(Referring expression data)
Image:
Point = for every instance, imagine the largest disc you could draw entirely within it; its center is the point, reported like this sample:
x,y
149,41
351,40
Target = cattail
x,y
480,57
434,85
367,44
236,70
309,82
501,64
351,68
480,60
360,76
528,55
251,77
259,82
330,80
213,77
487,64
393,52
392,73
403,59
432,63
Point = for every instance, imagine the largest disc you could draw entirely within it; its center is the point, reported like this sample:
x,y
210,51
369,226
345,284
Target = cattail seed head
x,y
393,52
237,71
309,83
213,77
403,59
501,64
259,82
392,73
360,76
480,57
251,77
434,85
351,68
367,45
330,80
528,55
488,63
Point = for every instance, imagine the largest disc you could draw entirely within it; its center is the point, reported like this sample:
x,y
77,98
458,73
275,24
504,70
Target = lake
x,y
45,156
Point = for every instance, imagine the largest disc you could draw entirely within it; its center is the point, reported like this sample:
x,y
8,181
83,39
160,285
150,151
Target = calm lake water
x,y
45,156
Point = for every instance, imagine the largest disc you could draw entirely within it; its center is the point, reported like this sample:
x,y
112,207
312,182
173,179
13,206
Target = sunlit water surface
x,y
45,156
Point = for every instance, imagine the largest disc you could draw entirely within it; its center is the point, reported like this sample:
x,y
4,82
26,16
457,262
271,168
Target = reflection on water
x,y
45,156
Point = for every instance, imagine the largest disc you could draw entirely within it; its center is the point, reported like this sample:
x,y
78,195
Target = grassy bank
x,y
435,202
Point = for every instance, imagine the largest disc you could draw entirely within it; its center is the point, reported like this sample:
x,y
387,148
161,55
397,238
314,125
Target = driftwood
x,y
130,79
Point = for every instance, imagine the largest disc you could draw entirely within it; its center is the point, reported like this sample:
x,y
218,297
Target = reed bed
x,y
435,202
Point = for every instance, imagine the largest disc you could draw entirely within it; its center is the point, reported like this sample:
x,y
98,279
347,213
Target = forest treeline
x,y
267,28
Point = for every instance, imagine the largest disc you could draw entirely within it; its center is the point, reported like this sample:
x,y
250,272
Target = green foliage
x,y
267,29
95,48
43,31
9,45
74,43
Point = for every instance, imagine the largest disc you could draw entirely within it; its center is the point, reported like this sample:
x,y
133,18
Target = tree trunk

#### Work item
For each record above, give it again without a single change.

#### Finished task
Image:
Point = for every instance, imagine the largest disc you could draw entirely within it; its center is the point, reported like this sample:
x,y
149,41
351,40
Target = cattail
x,y
480,57
434,85
367,44
236,70
309,82
501,64
351,68
480,60
360,76
528,55
251,77
259,82
330,80
213,77
487,64
393,52
392,73
403,59
432,63
Point = for every instance, imagine the largest disc you could draw entirely within it; its center is the point, reported like this sample:
x,y
210,51
369,226
345,284
Target = cattail seed head
x,y
393,52
237,71
309,83
213,77
403,59
501,64
259,82
392,73
360,76
480,57
251,77
434,85
351,68
367,45
330,80
528,55
488,63
Point = for every instance, imagine the largest disc you could draw entirely within it; its center is the point, reported like this sample:
x,y
77,98
458,73
275,24
504,70
Target = lake
x,y
45,156
Point = for every instance, imagine the largest disc you could draw entirely within it; its center is the point, reported like this sample:
x,y
8,181
83,39
160,285
150,151
Target = calm lake water
x,y
45,156
Point = for every instance, imagine the largest disc you could draw entirely within it; its center is the point, reported like this sample:
x,y
112,207
312,182
173,179
13,206
Target = sunlit water surface
x,y
45,156
Point = for every instance, imagine the largest disc you could draw entirely within it; its center is the point, reported like this sample:
x,y
4,82
26,16
457,262
271,168
Target = reflection on water
x,y
45,156
Point = for every instance, imagine the largest disc you could draw entirely within it; its center is the point, reported like this sample:
x,y
78,195
Target = grassy bank
x,y
435,202
Point = for every instance, imagine the largest disc you could draw entirely within it; its center is the point, reported like this sample:
x,y
387,148
161,55
397,238
314,125
Target = driftwood
x,y
130,79
Point = for every instance, imagine the largest disc you could draw entirely within it; its center is the point, reported like this sample:
x,y
218,297
Target = reed bed
x,y
435,202
Point = for every instance, imagine the largest disc you could draw entirely within it; its center is the point, reported like this sample:
x,y
98,279
347,213
Target = forest treeline
x,y
267,28
Point = for every instance, imagine the largest disc you could draw entirely within it; its center is the point, reported like this sample:
x,y
250,272
Target = green foliage
x,y
267,29
95,48
43,31
9,45
74,43
Point = for every instance, imagine the largest disc you could draw entirely within it; its center is the point, reported like this sample:
x,y
133,18
Target = tree trunk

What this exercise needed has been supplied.